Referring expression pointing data
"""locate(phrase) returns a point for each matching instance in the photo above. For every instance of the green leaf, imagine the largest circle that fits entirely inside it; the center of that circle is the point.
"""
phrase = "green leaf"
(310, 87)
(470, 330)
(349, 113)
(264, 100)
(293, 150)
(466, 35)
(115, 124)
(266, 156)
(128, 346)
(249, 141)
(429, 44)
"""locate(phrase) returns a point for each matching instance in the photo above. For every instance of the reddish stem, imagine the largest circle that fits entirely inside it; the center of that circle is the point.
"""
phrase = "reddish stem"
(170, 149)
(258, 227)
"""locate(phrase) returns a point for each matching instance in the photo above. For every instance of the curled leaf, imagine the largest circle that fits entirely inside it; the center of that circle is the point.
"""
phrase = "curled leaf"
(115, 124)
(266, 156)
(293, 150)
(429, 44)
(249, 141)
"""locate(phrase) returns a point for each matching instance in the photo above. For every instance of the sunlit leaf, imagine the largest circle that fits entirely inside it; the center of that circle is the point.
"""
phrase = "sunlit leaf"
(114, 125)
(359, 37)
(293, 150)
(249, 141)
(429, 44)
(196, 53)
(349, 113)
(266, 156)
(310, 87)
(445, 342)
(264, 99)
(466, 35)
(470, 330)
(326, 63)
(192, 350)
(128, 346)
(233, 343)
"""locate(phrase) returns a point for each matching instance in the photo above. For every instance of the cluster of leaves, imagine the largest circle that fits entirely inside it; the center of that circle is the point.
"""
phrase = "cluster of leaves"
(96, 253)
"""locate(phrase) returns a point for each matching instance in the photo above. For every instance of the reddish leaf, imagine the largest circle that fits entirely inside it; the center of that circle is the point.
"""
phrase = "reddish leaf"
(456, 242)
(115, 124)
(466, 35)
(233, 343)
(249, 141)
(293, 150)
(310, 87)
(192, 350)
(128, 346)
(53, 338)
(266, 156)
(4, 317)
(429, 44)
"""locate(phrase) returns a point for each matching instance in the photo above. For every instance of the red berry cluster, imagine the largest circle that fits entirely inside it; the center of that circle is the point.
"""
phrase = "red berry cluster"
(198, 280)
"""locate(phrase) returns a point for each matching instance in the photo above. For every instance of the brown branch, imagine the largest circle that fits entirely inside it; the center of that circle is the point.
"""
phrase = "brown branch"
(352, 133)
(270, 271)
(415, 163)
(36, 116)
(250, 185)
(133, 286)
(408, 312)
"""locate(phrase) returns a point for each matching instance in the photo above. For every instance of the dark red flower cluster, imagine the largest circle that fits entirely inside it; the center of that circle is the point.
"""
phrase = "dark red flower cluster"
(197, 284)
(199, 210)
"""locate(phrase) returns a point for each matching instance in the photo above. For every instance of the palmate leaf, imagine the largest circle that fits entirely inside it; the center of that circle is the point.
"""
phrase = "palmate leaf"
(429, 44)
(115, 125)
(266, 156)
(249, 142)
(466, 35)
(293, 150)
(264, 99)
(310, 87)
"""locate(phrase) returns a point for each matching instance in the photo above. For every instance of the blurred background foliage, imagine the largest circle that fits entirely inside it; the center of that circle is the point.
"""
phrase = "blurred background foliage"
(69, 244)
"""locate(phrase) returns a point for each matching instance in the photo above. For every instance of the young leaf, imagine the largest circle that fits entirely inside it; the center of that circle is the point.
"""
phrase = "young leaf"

▸ **What needs to be done**:
Only the line containing "of the dark" and the lines after it, through the end of the data, should be copied, exactly as they are.

▸ **Output for this task**:
"""locate(phrase) returns a point for each matching instance in the photo above. For every instance of the dark red flower cluster, imagine the largest circle that fits entirely inside it; the center of that circle is the point.
"""
phrase = "dark red flower cluster"
(197, 284)
(199, 210)
"""locate(phrase) returns a point for each matching instance in the photo above. For every instance of the palmate leaf, imagine the largest circle that fits entirely inside it; the center of that circle is the point.
"""
phrase = "palmate leaf"
(429, 44)
(115, 125)
(266, 156)
(249, 142)
(466, 35)
(293, 150)
(264, 99)
(310, 87)
"""locate(phrase) returns a point for each matching instance in the photo above. For every instance of the blurred background foliage, imagine the largest circle that fits entirely inside it; the center of that circle is the point.
"""
phrase = "blurred background foliage"
(69, 244)
"""locate(phrase) returns a point for each matching instance in the photo above. For every instance of the young leaf, imagine the largest circle that fits entirely inside it; the center of that circle is the point.
"""
phrase = "young leaf"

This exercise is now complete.